Übungsaufgaben
1) Erkläre mit Hilfe des Lesetextes, warum die Preiserhöhungen für Einsteller nachvollziehbar sind.
2) Nenne den Tag, an dem laut Lesetext der Glücksmoment kam, in dem man nicht mehr fragt, ob es das alles wert ist.

Aber halt, diverse Impfungen sind ja auch noch fällig. Für jeden einzelnen Besuch habe ich 25 Euro Anfahrt bezahlt, obwohl der Tierarzt nicht allein für meine Stute gekommen ist, sondern auch für andere Pferde im Betrieb. Das darf er und darum hat er auch gleich den Paragrafen dazu geschrieben, der ihm das erlaubt. Schneller kann man Geld kaum verdienen, als einmal irgendwo hinzufahren und zig Mal dafür zu kassieren. Die GOT zwingt die Tierärzte zu solcher Abzocke, andernfalls riskieren sie Strafgelder, was, nebenbei bemerkt, allen marktwirtschaftlichen Prinzipien Hohn spricht. Ich habe mir sagen lassen, dass zum Beispiel Architekten die freie Preisgestaltung durchgesetzt haben. Um das auch für Tierärzte zu erreichen, fehlt es der FN und anderen Verbänden an Durchsetzungskraft und Lobby. Also müssen wir weiter blechen. Oder die Pferde abschaffen.
Kein Regen, kein Heu
Nachvollziehbar sind andere Preiserhöhungen, etwa für Einsteller wie mich. In meinem Fall – im nördlichen Schleswig-Holstein – fiel im Juni so gut wie kein Regen, die Weiden waren braun und trocken und es musste bereits Heu zugefüttert werden, Heu, das ja für spätere Monate eingeplant war und jetzt fehlt. Vom zweiten Schnitt kann man nur träumen. Das kann kein Betrieb so eben wegstecken. Aber die Pferde sahen immer gut aus, jetzt regnet es wieder. Wird schon werden, sagt sich der züchtende Optimist und macht weiter.
Denn es gibt ja auch diesen Glücksmoment, in dem man nicht mehr fragt, ob es das alles wert ist. Für mich kam er genau am 6. Mai, dem Tag der Krönung von König Charles. Ich war gerade in England, beim Traditionsevent in Badminton, der Regen pladderte nicht nur auf die goldene Kutsche in London, sondern auf alles und jeden auf der Geländestrecke im herzoglichen Schlosspark, mehr oder weniger Tag und Nacht.

Datenauszug
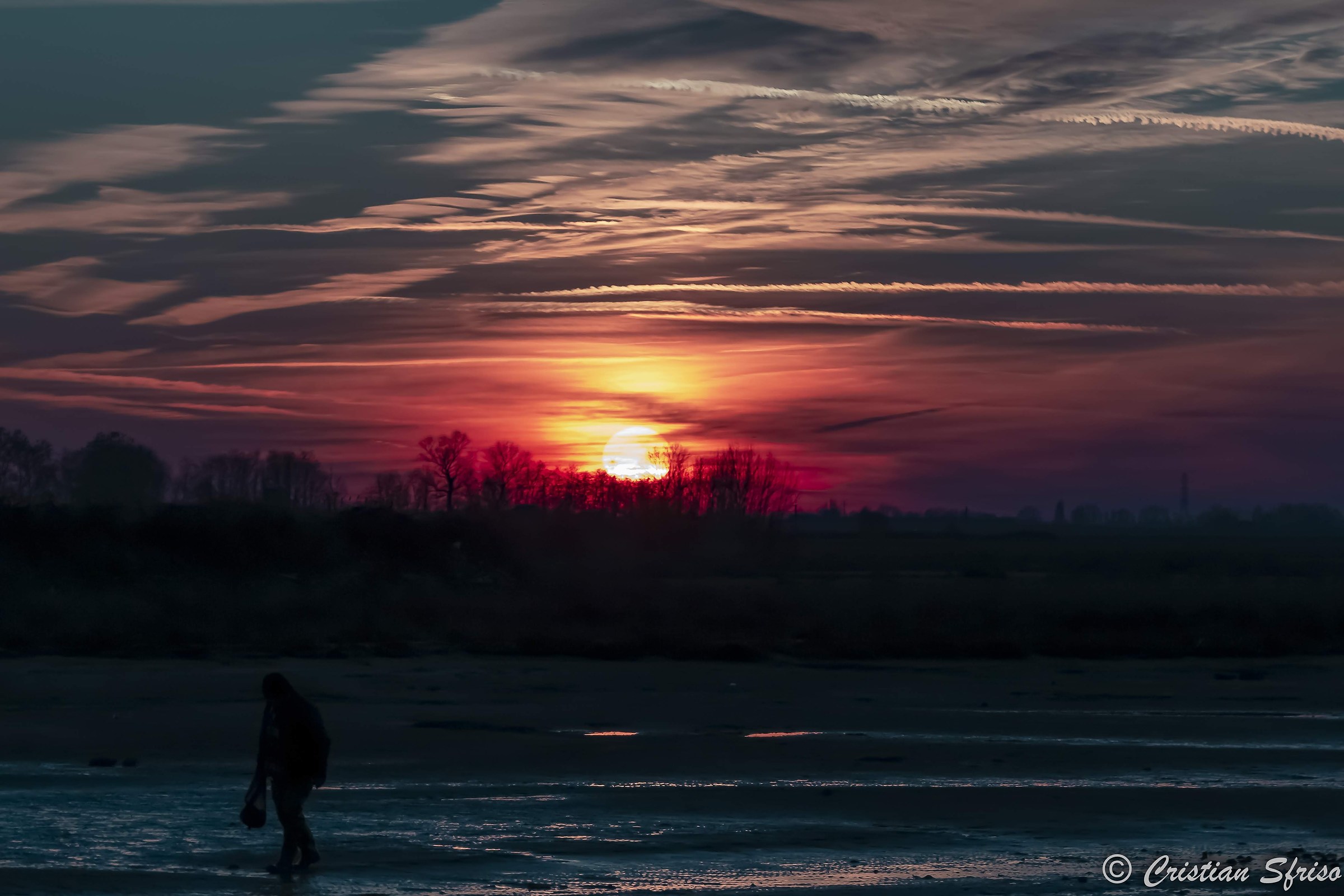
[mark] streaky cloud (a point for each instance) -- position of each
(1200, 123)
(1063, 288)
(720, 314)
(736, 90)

* * *

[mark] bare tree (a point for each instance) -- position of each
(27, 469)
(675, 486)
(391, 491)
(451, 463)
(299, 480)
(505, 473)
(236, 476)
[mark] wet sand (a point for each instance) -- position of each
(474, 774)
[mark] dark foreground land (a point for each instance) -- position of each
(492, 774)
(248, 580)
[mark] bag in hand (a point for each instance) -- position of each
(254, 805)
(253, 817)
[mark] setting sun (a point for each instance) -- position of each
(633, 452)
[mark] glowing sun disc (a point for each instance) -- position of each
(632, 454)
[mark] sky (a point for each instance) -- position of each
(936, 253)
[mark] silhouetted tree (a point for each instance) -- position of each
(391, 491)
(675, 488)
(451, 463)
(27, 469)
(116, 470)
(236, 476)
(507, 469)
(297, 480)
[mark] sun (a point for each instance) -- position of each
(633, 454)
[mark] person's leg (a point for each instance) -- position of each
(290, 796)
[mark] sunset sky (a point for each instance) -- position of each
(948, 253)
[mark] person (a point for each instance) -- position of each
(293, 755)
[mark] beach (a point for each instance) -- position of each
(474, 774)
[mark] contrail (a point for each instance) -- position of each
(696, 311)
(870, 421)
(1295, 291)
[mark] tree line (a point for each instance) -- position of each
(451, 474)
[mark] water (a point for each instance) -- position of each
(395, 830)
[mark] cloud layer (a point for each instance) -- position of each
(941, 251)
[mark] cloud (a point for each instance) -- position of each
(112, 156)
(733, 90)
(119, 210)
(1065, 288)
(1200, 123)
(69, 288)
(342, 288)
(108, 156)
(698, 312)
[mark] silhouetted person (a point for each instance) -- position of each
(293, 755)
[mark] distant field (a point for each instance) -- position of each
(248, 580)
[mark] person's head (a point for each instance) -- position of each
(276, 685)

Lösungen
1) Im nördlichen Schleswig-Holstein fiel im Juni so gut wie kein Regen, sodass die Weiden braun und trocken waren. Deshalb musste bereits Heu zugefüttert werden, das eigentlich für spätere Monate eingeplant war und nun fehlt. Das kann kein Betrieb einfach so wegstecken.

2) Er kam am 6. Mai, dem Tag der Krönung von König Charles.